◆ **DIRECTIVE**: Rewrite the part of the entries that opens with the line containing "Point to the eroded" and closes with the last line of the entries, keeping every line, including the requests, unchanged except for the point coordinates in the answers. Scale each of those coordinates by 2 and round to whole numbers, with halves going up.

[Dataset entries]
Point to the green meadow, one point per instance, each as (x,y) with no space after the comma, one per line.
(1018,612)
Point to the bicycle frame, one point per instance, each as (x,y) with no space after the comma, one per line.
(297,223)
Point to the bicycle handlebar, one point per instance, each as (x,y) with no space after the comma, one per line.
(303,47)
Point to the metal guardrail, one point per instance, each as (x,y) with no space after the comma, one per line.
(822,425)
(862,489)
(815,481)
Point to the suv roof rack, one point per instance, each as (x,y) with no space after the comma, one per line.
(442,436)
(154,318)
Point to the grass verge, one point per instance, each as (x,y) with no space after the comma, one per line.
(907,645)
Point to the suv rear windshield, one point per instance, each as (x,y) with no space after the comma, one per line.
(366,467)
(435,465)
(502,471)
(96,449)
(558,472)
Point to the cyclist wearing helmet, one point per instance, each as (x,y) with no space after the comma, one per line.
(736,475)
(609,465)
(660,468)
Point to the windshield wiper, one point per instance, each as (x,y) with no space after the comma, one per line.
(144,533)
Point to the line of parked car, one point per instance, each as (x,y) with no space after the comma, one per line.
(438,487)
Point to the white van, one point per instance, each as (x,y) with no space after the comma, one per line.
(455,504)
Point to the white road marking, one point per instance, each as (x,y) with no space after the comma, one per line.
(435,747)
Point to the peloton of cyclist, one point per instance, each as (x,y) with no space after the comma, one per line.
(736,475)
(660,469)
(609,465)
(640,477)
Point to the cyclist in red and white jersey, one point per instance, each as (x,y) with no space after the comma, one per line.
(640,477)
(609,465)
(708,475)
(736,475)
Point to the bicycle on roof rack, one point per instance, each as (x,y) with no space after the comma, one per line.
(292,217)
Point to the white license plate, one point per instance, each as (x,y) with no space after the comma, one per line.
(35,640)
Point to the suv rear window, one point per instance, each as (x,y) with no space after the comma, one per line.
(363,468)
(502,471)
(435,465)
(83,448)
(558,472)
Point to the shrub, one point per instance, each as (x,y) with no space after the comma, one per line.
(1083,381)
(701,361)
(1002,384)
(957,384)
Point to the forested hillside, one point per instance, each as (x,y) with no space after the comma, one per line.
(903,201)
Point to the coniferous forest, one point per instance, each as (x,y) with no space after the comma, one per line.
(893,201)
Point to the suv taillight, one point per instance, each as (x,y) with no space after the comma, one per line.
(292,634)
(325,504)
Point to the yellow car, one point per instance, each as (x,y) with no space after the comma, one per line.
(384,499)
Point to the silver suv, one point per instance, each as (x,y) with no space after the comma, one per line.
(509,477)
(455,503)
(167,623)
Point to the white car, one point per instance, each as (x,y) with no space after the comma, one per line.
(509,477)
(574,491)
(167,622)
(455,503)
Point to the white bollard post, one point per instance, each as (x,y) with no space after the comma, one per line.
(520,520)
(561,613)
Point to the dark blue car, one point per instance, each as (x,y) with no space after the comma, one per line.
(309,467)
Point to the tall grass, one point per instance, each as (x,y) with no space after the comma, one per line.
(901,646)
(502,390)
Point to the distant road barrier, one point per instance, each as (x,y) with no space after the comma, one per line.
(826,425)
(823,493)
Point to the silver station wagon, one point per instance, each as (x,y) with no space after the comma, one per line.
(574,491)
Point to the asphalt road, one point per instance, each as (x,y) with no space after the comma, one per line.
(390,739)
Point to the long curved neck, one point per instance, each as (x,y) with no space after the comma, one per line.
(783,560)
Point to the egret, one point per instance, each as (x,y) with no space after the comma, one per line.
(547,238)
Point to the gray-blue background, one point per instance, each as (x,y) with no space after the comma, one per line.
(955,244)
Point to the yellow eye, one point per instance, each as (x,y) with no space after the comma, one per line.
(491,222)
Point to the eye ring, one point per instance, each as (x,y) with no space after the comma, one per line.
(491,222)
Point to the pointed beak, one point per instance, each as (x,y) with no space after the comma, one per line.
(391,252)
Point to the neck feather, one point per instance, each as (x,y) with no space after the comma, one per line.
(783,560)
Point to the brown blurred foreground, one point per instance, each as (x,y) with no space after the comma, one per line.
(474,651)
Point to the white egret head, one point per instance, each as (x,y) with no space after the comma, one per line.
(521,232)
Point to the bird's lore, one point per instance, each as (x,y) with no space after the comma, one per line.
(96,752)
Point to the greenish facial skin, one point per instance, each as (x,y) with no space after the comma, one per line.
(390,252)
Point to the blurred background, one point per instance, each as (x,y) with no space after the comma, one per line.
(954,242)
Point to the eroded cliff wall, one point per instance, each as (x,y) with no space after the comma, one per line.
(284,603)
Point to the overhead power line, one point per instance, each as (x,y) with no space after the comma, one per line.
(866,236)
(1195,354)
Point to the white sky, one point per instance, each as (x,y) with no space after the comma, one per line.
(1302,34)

◆ **EXERCISE SOLUTION**:
Point to the eroded cliff wall, one point per instance, each as (x,y) with no space after the comma, one per line.
(568,1206)
Point to the overhead power line, one point per instance, each as (x,y) with no space after the comma, one per line.
(1732,472)
(2390,708)
Point to the white sky, one point per instance, each as (x,y) with no space after the comma, one per line.
(2604,68)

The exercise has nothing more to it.